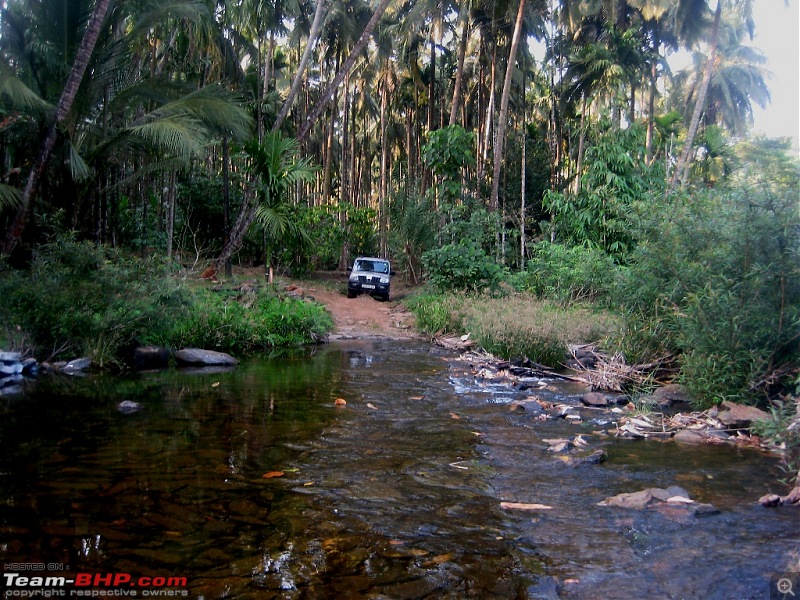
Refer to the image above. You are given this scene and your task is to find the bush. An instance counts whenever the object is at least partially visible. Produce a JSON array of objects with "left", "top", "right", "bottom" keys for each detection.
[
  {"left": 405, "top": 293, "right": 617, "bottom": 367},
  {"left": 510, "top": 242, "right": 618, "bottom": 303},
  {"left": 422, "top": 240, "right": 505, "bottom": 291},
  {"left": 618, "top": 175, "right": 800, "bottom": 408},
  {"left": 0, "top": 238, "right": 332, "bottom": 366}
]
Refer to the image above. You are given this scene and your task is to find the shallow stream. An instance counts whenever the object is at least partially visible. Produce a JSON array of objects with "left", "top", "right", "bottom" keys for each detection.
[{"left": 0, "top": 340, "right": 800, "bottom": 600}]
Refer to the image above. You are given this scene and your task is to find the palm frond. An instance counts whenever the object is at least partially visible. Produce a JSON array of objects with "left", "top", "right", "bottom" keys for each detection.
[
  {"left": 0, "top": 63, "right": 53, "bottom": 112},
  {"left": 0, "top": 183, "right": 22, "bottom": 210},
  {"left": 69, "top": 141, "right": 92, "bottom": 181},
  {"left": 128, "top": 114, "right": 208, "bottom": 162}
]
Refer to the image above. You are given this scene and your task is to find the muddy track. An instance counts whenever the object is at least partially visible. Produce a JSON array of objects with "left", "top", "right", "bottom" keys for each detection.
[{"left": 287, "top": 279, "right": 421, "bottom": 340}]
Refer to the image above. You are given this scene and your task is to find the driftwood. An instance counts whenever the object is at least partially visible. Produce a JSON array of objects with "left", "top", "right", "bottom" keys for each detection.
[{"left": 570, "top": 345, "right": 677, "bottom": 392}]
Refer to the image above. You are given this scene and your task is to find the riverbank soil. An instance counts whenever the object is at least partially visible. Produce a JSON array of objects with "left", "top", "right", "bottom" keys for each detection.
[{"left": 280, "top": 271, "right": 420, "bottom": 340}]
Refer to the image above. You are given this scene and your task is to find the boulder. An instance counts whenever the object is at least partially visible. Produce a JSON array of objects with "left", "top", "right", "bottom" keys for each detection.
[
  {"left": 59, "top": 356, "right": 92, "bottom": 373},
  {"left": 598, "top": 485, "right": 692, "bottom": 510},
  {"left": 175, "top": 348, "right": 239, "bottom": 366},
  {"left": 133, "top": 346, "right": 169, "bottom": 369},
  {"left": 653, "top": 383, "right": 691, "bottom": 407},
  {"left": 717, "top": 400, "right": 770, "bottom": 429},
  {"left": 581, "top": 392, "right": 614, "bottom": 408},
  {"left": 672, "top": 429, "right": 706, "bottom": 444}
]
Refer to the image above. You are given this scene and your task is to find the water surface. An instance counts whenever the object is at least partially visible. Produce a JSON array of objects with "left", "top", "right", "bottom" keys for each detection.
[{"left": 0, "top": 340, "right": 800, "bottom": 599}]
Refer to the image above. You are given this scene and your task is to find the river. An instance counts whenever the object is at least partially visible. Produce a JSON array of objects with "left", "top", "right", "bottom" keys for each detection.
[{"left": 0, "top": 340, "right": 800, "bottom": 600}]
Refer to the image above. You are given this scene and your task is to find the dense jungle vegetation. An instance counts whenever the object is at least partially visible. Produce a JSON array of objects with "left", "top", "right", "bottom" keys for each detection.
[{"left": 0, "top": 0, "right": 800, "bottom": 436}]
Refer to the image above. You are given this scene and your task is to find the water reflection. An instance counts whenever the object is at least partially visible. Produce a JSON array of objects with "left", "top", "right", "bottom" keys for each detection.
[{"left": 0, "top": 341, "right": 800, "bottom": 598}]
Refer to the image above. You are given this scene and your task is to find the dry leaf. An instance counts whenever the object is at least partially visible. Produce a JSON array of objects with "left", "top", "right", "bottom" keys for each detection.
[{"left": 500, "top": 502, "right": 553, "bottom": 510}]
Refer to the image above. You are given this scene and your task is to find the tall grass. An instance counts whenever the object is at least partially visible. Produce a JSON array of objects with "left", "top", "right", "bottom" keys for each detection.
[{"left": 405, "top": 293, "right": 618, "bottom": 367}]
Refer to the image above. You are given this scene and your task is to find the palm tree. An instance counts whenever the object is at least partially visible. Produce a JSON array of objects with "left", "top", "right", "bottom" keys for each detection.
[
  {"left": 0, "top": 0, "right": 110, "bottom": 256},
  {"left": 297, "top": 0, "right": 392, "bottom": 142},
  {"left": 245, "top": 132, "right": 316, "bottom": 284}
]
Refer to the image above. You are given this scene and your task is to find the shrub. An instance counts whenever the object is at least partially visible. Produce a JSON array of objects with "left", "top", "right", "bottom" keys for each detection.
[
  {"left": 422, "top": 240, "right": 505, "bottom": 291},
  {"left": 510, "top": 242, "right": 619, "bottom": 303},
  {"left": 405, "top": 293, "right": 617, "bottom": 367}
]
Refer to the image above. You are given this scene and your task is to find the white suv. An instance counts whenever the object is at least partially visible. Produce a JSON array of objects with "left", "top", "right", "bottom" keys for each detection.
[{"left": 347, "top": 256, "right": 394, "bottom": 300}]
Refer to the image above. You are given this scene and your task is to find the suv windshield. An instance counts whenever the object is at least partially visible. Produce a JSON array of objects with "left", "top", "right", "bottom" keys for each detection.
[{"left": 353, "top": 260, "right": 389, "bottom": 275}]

*****

Write the records from the line containing "find the suv" through the end of the records as a CSV with the columns input and output. Give one row per record, with its text and its answer each in a single quoted field and every line break replaced by a space.

* **Complete output**
input,output
"Refer to the image above. You are given this scene and your task is to find the suv windshield. An instance counts whenever the object is at least partially visible. Produce a JSON array of objects with ""left"", ""top"", ""right"", ""bottom"" keys for each detection.","[{""left"": 353, ""top"": 260, ""right"": 389, ""bottom"": 275}]"